■ RECORDS FOR THIS TASK:

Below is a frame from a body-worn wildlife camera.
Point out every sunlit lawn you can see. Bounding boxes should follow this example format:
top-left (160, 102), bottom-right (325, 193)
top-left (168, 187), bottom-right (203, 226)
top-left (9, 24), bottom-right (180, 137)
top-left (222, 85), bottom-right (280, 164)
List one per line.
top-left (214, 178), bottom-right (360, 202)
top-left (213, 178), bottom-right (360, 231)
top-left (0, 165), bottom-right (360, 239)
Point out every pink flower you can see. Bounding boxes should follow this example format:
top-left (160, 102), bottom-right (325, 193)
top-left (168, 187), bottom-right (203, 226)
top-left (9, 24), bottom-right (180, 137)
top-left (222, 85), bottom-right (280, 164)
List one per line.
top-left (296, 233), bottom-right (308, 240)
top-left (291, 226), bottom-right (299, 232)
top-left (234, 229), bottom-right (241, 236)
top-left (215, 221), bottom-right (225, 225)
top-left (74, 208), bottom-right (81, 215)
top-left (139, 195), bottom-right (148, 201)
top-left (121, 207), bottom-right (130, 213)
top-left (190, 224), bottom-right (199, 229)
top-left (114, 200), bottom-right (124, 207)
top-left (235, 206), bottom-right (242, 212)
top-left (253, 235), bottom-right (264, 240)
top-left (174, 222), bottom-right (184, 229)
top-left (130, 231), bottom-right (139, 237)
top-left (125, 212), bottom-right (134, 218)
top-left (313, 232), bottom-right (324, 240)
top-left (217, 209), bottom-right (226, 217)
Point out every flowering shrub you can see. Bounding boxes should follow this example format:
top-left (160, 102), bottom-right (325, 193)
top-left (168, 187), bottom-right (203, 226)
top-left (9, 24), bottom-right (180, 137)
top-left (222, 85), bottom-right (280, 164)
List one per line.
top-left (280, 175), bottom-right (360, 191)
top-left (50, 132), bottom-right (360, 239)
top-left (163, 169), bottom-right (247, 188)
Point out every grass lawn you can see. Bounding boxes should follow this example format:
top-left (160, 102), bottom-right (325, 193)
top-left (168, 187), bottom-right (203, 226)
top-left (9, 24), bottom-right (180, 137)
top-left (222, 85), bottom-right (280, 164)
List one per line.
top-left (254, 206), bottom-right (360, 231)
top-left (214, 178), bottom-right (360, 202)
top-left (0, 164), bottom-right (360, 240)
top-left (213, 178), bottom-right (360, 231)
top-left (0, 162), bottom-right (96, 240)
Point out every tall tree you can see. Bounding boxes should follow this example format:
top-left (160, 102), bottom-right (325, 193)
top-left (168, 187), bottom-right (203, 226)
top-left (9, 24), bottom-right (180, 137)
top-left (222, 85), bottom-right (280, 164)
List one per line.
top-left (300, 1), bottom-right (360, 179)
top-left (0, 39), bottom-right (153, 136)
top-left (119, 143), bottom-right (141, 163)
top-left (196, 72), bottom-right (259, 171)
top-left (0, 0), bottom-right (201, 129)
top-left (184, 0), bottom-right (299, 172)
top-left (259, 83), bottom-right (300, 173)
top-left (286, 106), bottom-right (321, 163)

■ EXERCISE PROMPT: Rewrite all the entries above, changing "Point out" to "Mark" wherever it occurs and keeping everything else the same.

■ WORKED SOLUTION:
Below is a frame from a body-worn wildlife camera.
Mark every sunlit lawn you can see. Bounding boxes should follow this example format:
top-left (160, 102), bottom-right (325, 193)
top-left (168, 187), bottom-right (203, 226)
top-left (9, 24), bottom-right (180, 137)
top-left (222, 85), bottom-right (280, 164)
List one per line.
top-left (214, 178), bottom-right (360, 202)
top-left (213, 178), bottom-right (360, 231)
top-left (0, 165), bottom-right (360, 239)
Mark every pink flower you can see. Bounding boxes should follow this example format:
top-left (160, 102), bottom-right (325, 193)
top-left (168, 187), bottom-right (203, 226)
top-left (9, 24), bottom-right (180, 137)
top-left (222, 85), bottom-right (280, 164)
List one per line.
top-left (296, 233), bottom-right (308, 240)
top-left (291, 226), bottom-right (299, 232)
top-left (234, 229), bottom-right (241, 236)
top-left (215, 221), bottom-right (225, 225)
top-left (74, 208), bottom-right (81, 215)
top-left (139, 195), bottom-right (148, 201)
top-left (121, 207), bottom-right (130, 213)
top-left (190, 224), bottom-right (199, 229)
top-left (114, 200), bottom-right (124, 207)
top-left (235, 206), bottom-right (242, 212)
top-left (253, 235), bottom-right (264, 240)
top-left (174, 222), bottom-right (184, 229)
top-left (130, 231), bottom-right (139, 237)
top-left (125, 212), bottom-right (134, 218)
top-left (313, 232), bottom-right (324, 240)
top-left (217, 209), bottom-right (226, 217)
Mark every flowering shrub you can see. Bounding boxes should follow this example format:
top-left (160, 102), bottom-right (325, 193)
top-left (168, 187), bottom-right (203, 226)
top-left (9, 24), bottom-right (180, 137)
top-left (222, 85), bottom-right (280, 164)
List one per line.
top-left (280, 175), bottom-right (360, 191)
top-left (50, 132), bottom-right (360, 239)
top-left (163, 169), bottom-right (247, 188)
Mark every grass lawn you can see. Bounding boxes should follow this example format:
top-left (160, 102), bottom-right (325, 193)
top-left (168, 187), bottom-right (203, 226)
top-left (9, 24), bottom-right (180, 137)
top-left (222, 85), bottom-right (280, 164)
List one per line.
top-left (254, 206), bottom-right (360, 231)
top-left (214, 178), bottom-right (360, 202)
top-left (0, 164), bottom-right (360, 240)
top-left (213, 178), bottom-right (360, 231)
top-left (0, 162), bottom-right (96, 240)
Mark every tall tree you can see. Bounding boxes should follow this example format:
top-left (160, 102), bottom-right (325, 193)
top-left (168, 187), bottom-right (203, 226)
top-left (9, 24), bottom-right (180, 137)
top-left (222, 85), bottom-right (280, 164)
List one per line.
top-left (300, 1), bottom-right (360, 179)
top-left (0, 39), bottom-right (153, 136)
top-left (119, 143), bottom-right (141, 163)
top-left (196, 72), bottom-right (259, 171)
top-left (0, 0), bottom-right (201, 129)
top-left (184, 0), bottom-right (299, 172)
top-left (259, 83), bottom-right (300, 173)
top-left (286, 106), bottom-right (321, 163)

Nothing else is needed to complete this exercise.